Excerpts from point annotation data
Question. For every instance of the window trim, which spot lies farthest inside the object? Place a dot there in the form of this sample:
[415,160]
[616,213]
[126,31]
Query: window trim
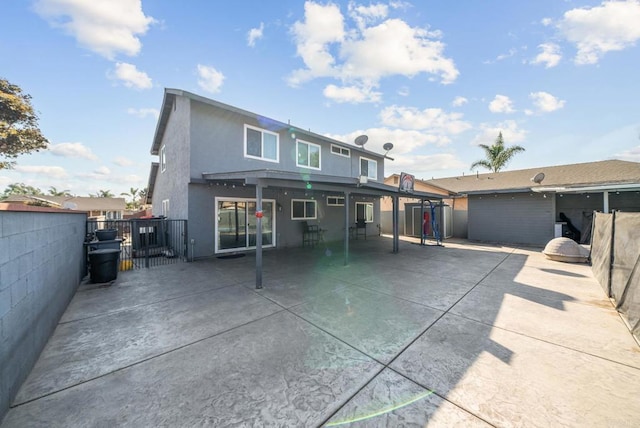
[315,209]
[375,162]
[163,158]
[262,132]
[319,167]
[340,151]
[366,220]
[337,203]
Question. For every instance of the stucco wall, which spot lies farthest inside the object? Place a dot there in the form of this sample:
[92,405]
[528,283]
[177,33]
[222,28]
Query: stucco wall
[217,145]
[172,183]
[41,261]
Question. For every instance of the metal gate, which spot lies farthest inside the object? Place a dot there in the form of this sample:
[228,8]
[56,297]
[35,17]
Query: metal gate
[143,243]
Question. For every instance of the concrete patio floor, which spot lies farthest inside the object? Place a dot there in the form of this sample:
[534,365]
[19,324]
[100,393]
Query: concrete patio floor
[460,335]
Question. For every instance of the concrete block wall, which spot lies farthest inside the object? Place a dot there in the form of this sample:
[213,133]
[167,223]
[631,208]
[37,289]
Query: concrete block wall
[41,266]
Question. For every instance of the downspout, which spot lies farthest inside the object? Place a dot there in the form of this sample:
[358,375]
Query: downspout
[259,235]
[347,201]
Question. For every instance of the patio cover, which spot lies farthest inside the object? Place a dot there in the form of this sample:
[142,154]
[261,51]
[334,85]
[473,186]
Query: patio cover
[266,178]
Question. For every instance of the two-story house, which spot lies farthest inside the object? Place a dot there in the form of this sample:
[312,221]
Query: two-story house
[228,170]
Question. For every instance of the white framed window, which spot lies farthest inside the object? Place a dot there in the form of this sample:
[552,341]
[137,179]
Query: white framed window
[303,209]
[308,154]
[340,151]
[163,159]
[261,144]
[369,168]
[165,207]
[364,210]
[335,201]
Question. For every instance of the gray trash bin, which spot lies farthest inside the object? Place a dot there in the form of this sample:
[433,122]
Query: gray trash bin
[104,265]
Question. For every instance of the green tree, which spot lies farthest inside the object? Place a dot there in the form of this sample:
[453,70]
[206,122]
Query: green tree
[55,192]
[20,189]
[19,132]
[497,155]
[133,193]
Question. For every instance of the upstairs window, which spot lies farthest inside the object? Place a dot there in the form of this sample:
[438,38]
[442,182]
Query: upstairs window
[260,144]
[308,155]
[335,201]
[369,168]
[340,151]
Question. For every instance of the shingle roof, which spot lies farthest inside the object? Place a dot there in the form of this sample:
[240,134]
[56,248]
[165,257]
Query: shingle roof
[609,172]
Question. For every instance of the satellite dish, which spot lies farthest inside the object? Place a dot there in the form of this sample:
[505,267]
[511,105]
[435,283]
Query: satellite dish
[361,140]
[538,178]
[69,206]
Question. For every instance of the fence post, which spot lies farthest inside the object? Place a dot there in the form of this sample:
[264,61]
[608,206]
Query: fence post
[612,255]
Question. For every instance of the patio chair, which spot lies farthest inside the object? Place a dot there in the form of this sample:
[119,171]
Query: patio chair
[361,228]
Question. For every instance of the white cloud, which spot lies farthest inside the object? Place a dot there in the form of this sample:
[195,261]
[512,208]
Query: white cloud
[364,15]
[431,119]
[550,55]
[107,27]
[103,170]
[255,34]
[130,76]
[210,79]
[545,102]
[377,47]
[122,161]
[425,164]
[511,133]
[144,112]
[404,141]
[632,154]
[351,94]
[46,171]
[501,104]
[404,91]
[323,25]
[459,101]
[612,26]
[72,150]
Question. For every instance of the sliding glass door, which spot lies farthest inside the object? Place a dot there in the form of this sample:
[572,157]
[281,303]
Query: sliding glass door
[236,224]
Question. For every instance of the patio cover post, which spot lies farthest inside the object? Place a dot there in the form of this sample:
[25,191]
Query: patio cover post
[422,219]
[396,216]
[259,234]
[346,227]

■ THE EXERCISE
Extract every line from the one containing "Question. For every instance of the green" through the last line of the data, inclusive, exactly as written.

■ COMPLETE OUTPUT
Question. For every instance of the green tree, which spot lies farthest inside the object? Place a dot there in the form of this sample:
[453,70]
[206,122]
Query: green tree
[55,192]
[20,189]
[19,132]
[497,155]
[133,193]
Question. For every instance of the upstairs window, which spot lies farthest inside the object? Place a dot there in the form of this sample:
[438,38]
[442,182]
Query: upstairs window
[260,144]
[308,155]
[335,201]
[369,168]
[340,151]
Question. For every instance of the shingle roof, which spot lies farthest inside the object? Place a dot there in the form of this sample:
[240,134]
[56,248]
[165,257]
Query: shingle roof
[609,172]
Question. For every instance of the satellite dish, which spot lies farthest inside the object? Place a dot there in the form of this sample:
[505,267]
[511,105]
[435,283]
Query: satellite dish
[361,140]
[538,178]
[69,206]
Question. For every instance of the fence post, which spot lies farthest inside the object? Place a dot there in the form of this sample:
[264,61]
[608,206]
Query: fence post
[612,255]
Question. For every instance of the patio chair, which spot lies farthest inside the object? Place a dot there in the form of this sample:
[119,171]
Query: patio chair
[361,228]
Question. For every instance of the white cloud, which spot lies farthest inside the object? Place a dot there in the form of this sample:
[195,261]
[512,208]
Query: white cloud
[364,15]
[431,119]
[550,55]
[107,27]
[103,170]
[255,34]
[130,76]
[210,79]
[545,102]
[377,47]
[122,161]
[425,164]
[511,133]
[144,112]
[404,141]
[632,154]
[351,94]
[46,171]
[501,104]
[404,91]
[323,25]
[459,101]
[612,26]
[72,150]
Question. For every instance of the sliding glass door, which spot lies farthest inside the object? Place a dot there in the form of this sample:
[572,157]
[281,303]
Query: sliding glass door
[236,224]
Question. For every instance of the patio cover post, which spot lies farthest inside the object? Place a dot there in the form of this sample:
[25,191]
Query: patio cover post
[422,219]
[396,216]
[259,234]
[346,227]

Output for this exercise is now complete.